» EXERCISE TASK: Copy every row below word for word, changing nothing.

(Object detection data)

_____

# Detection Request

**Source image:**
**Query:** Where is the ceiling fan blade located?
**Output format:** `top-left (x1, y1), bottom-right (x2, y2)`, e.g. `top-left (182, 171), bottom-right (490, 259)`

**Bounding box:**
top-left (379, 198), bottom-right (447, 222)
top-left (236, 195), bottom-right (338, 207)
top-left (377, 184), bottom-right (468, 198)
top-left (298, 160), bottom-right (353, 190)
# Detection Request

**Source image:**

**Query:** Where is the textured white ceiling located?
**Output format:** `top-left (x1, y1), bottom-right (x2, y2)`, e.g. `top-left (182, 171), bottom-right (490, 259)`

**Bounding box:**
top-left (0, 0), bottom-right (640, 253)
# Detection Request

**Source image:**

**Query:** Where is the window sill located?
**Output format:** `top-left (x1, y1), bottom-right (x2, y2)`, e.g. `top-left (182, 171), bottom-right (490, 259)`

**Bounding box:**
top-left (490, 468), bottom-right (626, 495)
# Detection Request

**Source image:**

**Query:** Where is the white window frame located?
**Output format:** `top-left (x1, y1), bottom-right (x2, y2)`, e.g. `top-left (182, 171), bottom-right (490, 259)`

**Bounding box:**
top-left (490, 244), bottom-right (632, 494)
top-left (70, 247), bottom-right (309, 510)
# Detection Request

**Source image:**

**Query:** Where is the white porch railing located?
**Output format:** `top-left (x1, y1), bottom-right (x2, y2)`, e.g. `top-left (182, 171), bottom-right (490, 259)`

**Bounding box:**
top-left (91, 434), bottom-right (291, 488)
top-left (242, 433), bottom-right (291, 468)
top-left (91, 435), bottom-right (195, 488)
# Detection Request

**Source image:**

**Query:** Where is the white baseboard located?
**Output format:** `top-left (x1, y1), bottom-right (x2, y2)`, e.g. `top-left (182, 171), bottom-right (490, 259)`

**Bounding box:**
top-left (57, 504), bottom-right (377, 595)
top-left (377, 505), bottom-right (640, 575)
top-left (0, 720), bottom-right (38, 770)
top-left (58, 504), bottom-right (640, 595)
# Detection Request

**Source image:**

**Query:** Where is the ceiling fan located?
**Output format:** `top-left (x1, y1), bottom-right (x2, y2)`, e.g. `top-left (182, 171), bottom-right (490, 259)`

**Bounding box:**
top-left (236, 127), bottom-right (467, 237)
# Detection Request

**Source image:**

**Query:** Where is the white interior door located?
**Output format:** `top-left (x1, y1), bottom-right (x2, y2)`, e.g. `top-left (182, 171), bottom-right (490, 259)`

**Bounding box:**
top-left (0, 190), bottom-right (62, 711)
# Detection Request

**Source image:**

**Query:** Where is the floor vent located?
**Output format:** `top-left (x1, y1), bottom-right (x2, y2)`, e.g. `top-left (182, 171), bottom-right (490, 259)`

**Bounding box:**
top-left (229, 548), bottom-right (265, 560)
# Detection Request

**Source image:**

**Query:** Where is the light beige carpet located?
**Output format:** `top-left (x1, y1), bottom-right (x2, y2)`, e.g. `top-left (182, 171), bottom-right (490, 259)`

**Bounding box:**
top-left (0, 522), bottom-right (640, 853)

_____

» EXERCISE RESULT:
# Detection Request

**Source image:**
**Query:** Where is the ceiling fan blade located?
**Output format:** `top-left (x1, y1), bottom-right (x2, y2)`, e.g. `top-left (182, 171), bottom-right (490, 259)`

**Bounding box:**
top-left (379, 198), bottom-right (447, 222)
top-left (236, 195), bottom-right (338, 207)
top-left (377, 184), bottom-right (468, 198)
top-left (298, 160), bottom-right (353, 190)
# Detection Request

**Source image:**

**Query:** Where is the textured white ceiling located?
**Output format:** `top-left (x1, y1), bottom-right (x2, y2)`, e.g. `top-left (182, 171), bottom-right (490, 259)`

**Bounding box:**
top-left (0, 0), bottom-right (640, 253)
# Detection Request

**Source image:**

**Query:** Where is the window sill located?
**Output format:** `top-left (x1, y1), bottom-right (x2, y2)`, e.g. `top-left (182, 171), bottom-right (490, 259)`

**Bounding box:**
top-left (490, 468), bottom-right (626, 495)
# Detection Request

**Source image:**

**Query:** Where is the white window frame located?
**Output format:** `top-left (x1, y1), bottom-right (x2, y2)`, e.g. `top-left (182, 171), bottom-right (490, 259)`

**Bounding box:**
top-left (490, 244), bottom-right (632, 494)
top-left (70, 247), bottom-right (309, 510)
# Detection Request

**Source image:**

**Query:** Where is the white porch railing located?
**Output format:** `top-left (x1, y1), bottom-right (x2, y2)`, e.g. `top-left (182, 171), bottom-right (490, 259)`

**Bounding box:**
top-left (91, 434), bottom-right (291, 488)
top-left (242, 433), bottom-right (291, 468)
top-left (91, 435), bottom-right (195, 488)
# Detection Request

**Source image:**

**Query:** Where is the white baseboard located?
**Output format:** `top-left (x1, y1), bottom-right (x2, y2)`, e.g. `top-left (182, 171), bottom-right (490, 259)`

**Bounding box:**
top-left (57, 504), bottom-right (377, 595)
top-left (377, 505), bottom-right (640, 575)
top-left (0, 720), bottom-right (38, 770)
top-left (58, 504), bottom-right (640, 595)
# Detection Request

**Source image:**

**Query:** Where is the ceiling fan located?
**Output format:** `top-left (x1, y1), bottom-right (x2, y2)`, e.g. `top-left (182, 171), bottom-right (490, 259)`

**Bounding box:**
top-left (236, 127), bottom-right (467, 237)
# Detection Request

**Source image:**

**Query:** Where is the white interior door located?
**Output format:** `top-left (x1, y1), bottom-right (x2, y2)`, e.g. `top-left (182, 171), bottom-right (490, 259)`

**Bounding box:**
top-left (0, 190), bottom-right (62, 711)
# Detection Request

**Source image:**

**Query:** Where is the floor vent located?
**Output format:** `top-left (x1, y1), bottom-right (x2, y2)`, e.g. `top-left (182, 171), bottom-right (490, 259)`

**Bounding box:**
top-left (229, 548), bottom-right (265, 560)
# Detection Request

**Source image:**

**Query:** Where is the light beige carpet located?
**Output format:** `top-left (x1, y1), bottom-right (x2, y2)`, e.g. `top-left (182, 171), bottom-right (490, 259)`

**Bounding box:**
top-left (0, 522), bottom-right (640, 853)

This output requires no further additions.